Banca di Bologna is pleased to present The Blind Leading The Blind, the first solo show in Italy by Belgian artist Peter Buggenhout (b. 1963, based in Gent), one of the foremost European sculptors of his generation.
The exhibition, which will be on view in the Banca di Bologna Hall of Palazzo De’ Toschi (Piazza Minghetti 4/D, Bologna) from January 28 to February 19, 2017, is curated by Simone Menegoi, and will open to the public on January 27 at 6 PM. It is scheduled in conjunction with the 5th Art City Bologna, an initiative sponsored by the City of Bologna and by Bologna Fiere and aimed at creating a program of high-profile cultural events in exhibition spaces around the city during the weekend of Arte Fiera. The event will also renew the partnership between Banca di Bologna and the Accademia di Belle Arti di Bologna which began in January 2016 with the group show La Camera: Sulla materialità della fotografia. For the entire length of the exhibition, students from the art academy will greet visitors and be on hand to provide information about the works by Peter Buggenhout.

_Exercise_.
Answer these questions from the exhibition announcement:
(a) In which city is Peter Buggenhout based?
(b) Who curated the exhibition?
(c) Which group show began the partnership between Banca di Bologna and the Accademia di Belle Arti di Bologna?
Rely solely on the exhibition announcement when responding.

_Data entries_.
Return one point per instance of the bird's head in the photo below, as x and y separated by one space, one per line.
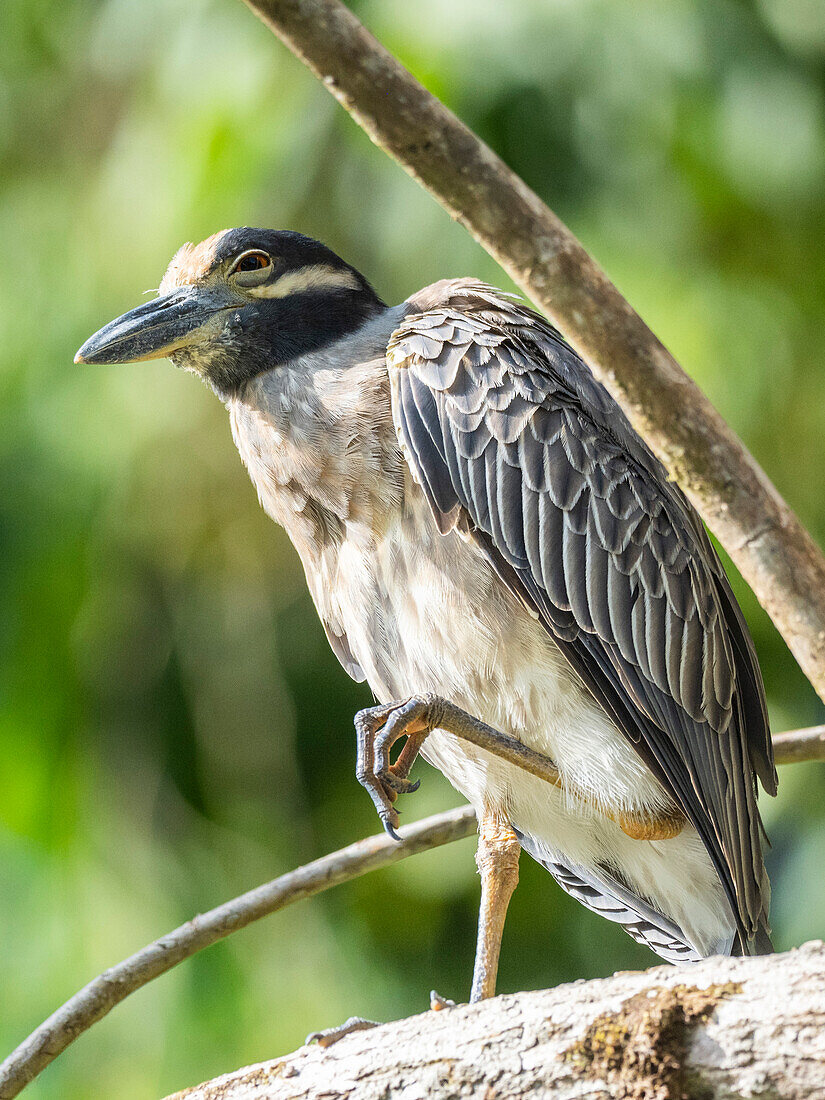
238 304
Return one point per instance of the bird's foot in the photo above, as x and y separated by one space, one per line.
377 728
330 1035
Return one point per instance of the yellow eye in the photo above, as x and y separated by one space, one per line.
253 262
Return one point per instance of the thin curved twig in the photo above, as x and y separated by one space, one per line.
94 1001
800 746
766 540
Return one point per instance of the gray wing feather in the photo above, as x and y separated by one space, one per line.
601 891
501 420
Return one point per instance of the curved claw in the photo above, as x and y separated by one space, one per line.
398 783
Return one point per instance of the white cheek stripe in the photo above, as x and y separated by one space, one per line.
312 277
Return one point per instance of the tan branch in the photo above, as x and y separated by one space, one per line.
110 988
774 553
97 999
714 1030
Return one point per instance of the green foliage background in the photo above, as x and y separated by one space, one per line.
173 727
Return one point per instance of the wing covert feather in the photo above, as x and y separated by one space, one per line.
499 419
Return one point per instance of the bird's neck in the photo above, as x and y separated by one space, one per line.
287 330
317 437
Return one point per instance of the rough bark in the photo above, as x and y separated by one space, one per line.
721 1029
101 994
774 553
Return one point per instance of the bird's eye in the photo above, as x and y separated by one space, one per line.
253 262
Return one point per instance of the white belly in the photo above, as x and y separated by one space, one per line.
425 613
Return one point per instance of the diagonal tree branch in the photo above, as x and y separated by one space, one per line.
772 550
95 1000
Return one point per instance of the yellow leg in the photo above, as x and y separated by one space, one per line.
497 859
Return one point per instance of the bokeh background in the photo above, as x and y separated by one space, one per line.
173 726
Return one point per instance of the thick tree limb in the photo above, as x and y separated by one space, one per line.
111 987
774 553
97 999
714 1030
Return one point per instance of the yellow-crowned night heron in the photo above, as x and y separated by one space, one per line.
492 547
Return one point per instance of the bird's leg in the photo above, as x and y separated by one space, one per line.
497 861
380 727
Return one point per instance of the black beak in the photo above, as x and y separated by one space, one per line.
154 330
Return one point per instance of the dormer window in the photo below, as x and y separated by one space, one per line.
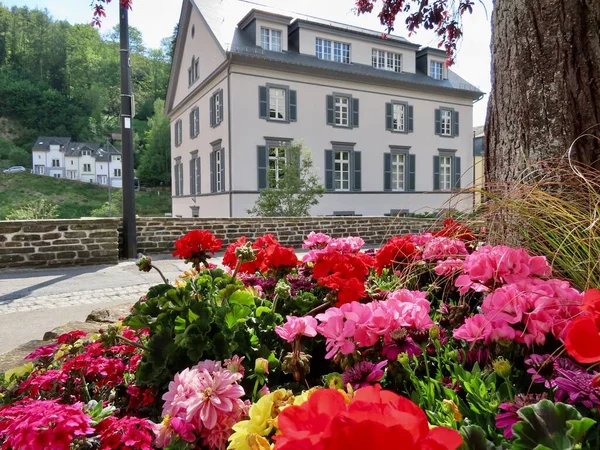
387 60
270 39
435 70
193 72
332 50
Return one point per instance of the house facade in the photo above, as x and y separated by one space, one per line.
389 127
79 161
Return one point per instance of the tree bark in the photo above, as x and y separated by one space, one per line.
545 93
545 84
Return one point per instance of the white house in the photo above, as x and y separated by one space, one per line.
81 161
388 125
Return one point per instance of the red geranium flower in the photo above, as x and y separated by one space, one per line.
196 245
374 418
397 250
583 334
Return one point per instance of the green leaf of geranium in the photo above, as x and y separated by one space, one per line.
547 425
242 298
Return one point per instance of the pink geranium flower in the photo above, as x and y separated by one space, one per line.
475 328
297 326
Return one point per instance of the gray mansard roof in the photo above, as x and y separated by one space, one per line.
226 23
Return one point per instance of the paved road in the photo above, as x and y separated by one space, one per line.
37 300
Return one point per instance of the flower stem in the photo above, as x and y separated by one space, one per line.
160 273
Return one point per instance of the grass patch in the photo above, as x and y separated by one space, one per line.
74 199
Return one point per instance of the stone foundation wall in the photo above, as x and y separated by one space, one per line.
156 235
53 243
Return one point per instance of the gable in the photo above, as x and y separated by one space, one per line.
195 39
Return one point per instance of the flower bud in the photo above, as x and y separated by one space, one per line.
245 253
283 289
261 366
502 367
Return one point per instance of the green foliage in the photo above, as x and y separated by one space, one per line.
297 190
211 316
114 208
550 426
155 166
39 208
74 199
63 79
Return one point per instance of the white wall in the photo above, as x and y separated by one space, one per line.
361 51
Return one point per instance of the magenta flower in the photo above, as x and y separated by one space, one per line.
364 373
297 326
43 424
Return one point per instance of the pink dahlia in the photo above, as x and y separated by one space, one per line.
43 424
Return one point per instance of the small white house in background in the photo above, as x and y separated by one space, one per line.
80 161
389 126
48 156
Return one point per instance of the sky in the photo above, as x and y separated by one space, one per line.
156 20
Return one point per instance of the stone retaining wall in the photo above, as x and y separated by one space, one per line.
156 235
50 243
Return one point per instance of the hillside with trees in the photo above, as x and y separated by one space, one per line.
60 79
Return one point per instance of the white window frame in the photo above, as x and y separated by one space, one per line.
277 162
332 50
398 177
271 39
386 60
436 70
446 172
277 103
445 122
341 167
218 180
341 110
399 117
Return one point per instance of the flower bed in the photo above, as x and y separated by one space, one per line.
433 341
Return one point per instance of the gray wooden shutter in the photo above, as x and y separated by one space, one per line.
221 106
213 180
262 102
222 170
329 165
263 159
198 176
192 179
355 112
389 119
457 172
455 123
412 165
357 185
438 121
387 171
436 173
330 111
293 112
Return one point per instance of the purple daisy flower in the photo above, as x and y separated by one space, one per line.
364 373
509 417
579 387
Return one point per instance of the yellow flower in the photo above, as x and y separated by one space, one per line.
260 419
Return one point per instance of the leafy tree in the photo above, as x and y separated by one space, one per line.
296 190
39 208
155 166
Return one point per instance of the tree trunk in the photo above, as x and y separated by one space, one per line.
545 89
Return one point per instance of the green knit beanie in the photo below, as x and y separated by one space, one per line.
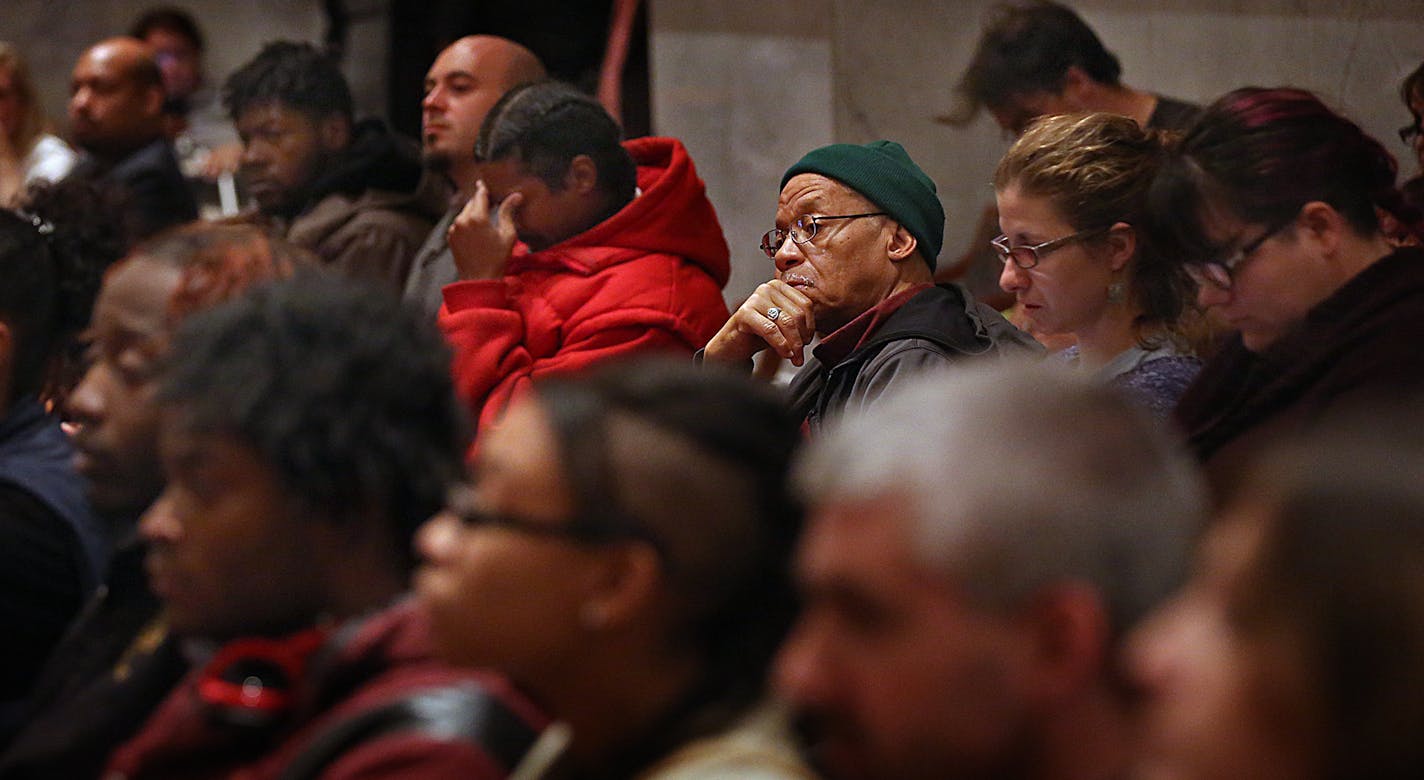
885 174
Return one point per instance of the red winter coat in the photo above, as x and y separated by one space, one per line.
647 279
345 673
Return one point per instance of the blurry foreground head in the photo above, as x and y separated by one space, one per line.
306 429
141 301
623 547
977 545
1297 648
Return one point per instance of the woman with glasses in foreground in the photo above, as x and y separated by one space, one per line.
1273 202
623 552
1070 195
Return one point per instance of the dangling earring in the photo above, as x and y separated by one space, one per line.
1117 292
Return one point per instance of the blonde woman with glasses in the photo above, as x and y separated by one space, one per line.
1070 194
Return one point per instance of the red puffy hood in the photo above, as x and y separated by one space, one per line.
671 215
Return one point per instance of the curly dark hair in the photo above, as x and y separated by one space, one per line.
298 76
695 461
343 392
1260 154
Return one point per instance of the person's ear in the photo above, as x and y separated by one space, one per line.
1071 634
333 133
583 175
1121 245
1322 227
902 244
627 587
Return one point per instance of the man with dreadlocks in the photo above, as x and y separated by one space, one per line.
576 249
349 191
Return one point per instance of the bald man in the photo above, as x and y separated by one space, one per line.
466 80
116 120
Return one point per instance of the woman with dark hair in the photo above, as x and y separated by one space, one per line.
1297 648
51 545
623 554
1070 199
1272 204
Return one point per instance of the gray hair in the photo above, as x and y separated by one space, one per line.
1021 476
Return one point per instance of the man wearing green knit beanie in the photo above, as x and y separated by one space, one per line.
857 234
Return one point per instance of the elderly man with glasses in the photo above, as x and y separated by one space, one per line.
865 227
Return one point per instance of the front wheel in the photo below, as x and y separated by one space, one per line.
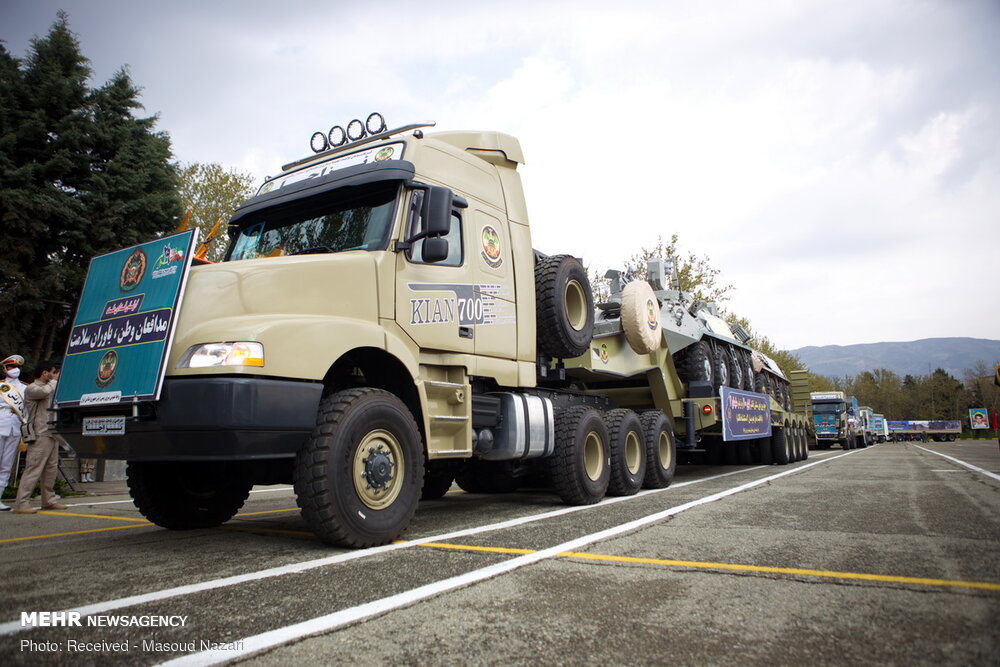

_Output for this task_.
(a) Gent
(b) Simone Menegoi
(c) La Camera: Sulla materialità della fotografia